(Dataset entries)
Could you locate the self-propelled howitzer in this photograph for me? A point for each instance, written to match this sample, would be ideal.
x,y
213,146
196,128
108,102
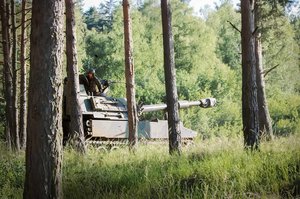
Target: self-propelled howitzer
x,y
105,119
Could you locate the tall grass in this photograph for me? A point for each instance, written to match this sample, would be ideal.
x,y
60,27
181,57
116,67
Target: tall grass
x,y
216,168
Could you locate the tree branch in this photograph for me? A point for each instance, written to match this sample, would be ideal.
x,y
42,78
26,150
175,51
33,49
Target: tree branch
x,y
234,27
265,72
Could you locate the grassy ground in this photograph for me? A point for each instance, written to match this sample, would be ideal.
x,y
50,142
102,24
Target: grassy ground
x,y
217,168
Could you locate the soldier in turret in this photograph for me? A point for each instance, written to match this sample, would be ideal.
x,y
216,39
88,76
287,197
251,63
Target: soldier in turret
x,y
93,85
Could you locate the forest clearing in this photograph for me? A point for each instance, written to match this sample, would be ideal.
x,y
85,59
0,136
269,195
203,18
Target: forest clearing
x,y
215,168
148,99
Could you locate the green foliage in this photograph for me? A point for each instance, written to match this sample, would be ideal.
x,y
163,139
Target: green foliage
x,y
12,173
216,168
285,112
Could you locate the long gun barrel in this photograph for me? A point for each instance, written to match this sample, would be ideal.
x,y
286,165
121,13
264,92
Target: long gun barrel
x,y
204,103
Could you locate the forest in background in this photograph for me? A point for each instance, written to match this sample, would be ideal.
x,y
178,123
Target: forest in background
x,y
208,63
207,60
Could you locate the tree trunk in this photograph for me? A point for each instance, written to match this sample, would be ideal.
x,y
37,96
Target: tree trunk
x,y
129,74
43,178
170,78
7,73
265,122
76,124
23,93
15,128
249,88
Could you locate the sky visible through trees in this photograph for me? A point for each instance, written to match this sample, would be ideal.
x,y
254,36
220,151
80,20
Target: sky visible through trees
x,y
196,4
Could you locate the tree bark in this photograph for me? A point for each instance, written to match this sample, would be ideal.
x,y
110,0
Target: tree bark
x,y
170,78
43,177
249,87
129,75
265,122
23,85
7,73
16,139
76,122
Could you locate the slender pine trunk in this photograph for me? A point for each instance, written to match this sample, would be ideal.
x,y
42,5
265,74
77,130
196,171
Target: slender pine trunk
x,y
170,79
23,85
129,74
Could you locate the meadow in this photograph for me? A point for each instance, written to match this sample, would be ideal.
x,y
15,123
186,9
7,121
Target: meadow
x,y
214,168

Exercise description
Repeat every record exactly, but not the pictures.

Solution to the problem
Could you locate the self-propelled howitzer in this photograph for me? A point for each instance, written to match this sample, would be ideal.
x,y
213,146
196,128
108,102
Target: self-propelled howitzer
x,y
105,119
Could you locate the tall grass in this photograph for me? A point for each instance, written to match this sample, would be ideal.
x,y
60,27
181,57
116,67
Target: tall grass
x,y
216,168
Could you locate the tree branch in this photograph for me? A point for each instance, written to match this sample, would be ideal.
x,y
42,78
26,150
175,51
33,49
Target: tree branch
x,y
234,27
265,72
Could you locate the grassy ground in this photograph for me? A point for each instance, written to match this sample, would be ideal.
x,y
50,142
102,24
Target: grassy ground
x,y
217,168
Could you locate the soldier in turret in this photograph for me? A point for each instance, written to match this sample, would be ideal.
x,y
216,39
88,76
287,197
251,63
Target: soldier in turret
x,y
93,85
Could you locate the forest clearing in this photograph for me? A point for each instance, written to match this sample, would be ideal.
x,y
85,59
0,136
269,195
203,18
Target: forest clearing
x,y
215,168
148,99
Could you locate the green foliage in this photograph for me? A point for each instance, written to match this sample, would be ideal.
x,y
163,139
Target: green foliage
x,y
12,173
216,168
285,112
Could you locate the long gun barrel in this photograph for me? A point for each instance, written to match this sample, would be ideal.
x,y
286,165
121,13
264,92
Target: long gun barrel
x,y
204,103
Could you locate the forest in background in this photograph for me? A point for each instance, written to match this sample, would be ideal.
x,y
178,123
Target: forest in background
x,y
208,63
207,60
Could you locate the tree trunk in this photograph for me? A point for each instance, written to match this sample, would be ideal.
x,y
37,96
Target: tree trunk
x,y
129,74
43,178
170,78
7,73
265,122
76,124
23,93
15,128
249,88
Could you locate the sky visible through trees in this photograph for me? A point for each instance, written to match this sample, would be ideal.
x,y
254,36
220,151
80,20
Target: sky visible through trees
x,y
196,4
Could you locate the tree bark in this photograph for me? A point for each instance, written to match this sample, would be ideal.
x,y
110,0
Target: tree bark
x,y
170,78
43,177
249,87
129,75
265,122
23,85
7,73
16,139
76,122
Could you locate the slender pine trunk in this photograph for me? A point for each instance, written to match this sample, would be ideal.
x,y
42,5
265,74
77,130
196,171
Target: slender pine trunk
x,y
170,79
23,85
129,74
Could you locate the meadow in this photograph for me? A point for each instance, written to match this sample, would be ideal.
x,y
15,123
186,9
7,121
Target: meadow
x,y
214,168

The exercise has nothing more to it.